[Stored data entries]
--- BEGIN ---

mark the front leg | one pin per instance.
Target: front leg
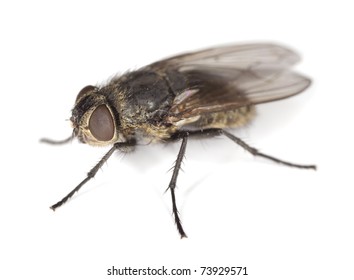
(93, 171)
(172, 185)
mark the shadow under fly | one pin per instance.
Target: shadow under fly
(197, 94)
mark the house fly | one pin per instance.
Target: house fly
(197, 94)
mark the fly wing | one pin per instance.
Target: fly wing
(230, 77)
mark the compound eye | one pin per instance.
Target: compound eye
(101, 124)
(85, 90)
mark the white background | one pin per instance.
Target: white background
(237, 210)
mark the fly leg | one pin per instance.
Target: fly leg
(92, 172)
(210, 132)
(172, 185)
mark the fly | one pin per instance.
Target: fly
(198, 94)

--- END ---

→ **Aim of the task**
Rescale the material above by writing all of it out again, requests included, with every coordinate in the answers multiplied by 0.75 and rounded to a whole number, halves rounding up. Leave the pictures out.

→ **Output for this exercise**
mark the front leg | one pin per instance.
Target: front leg
(70, 128)
(129, 139)
mark the shadow under fly | one pin per instance.
Target: shadow under fly
(148, 71)
mark the house fly | one pin per instance.
Target: house fly
(148, 71)
mark the fly wing | one pin per instance.
Target: fly wing
(173, 58)
mark the compound eye | one pin per instance.
Target: compound eye
(76, 93)
(64, 68)
mark the white background | one pin per instance.
Target: white background
(178, 158)
mark the fly leg | one pin per instance.
Target: fly leg
(69, 129)
(158, 99)
(129, 139)
mark the fly | one pin per instance.
Target: fly
(149, 71)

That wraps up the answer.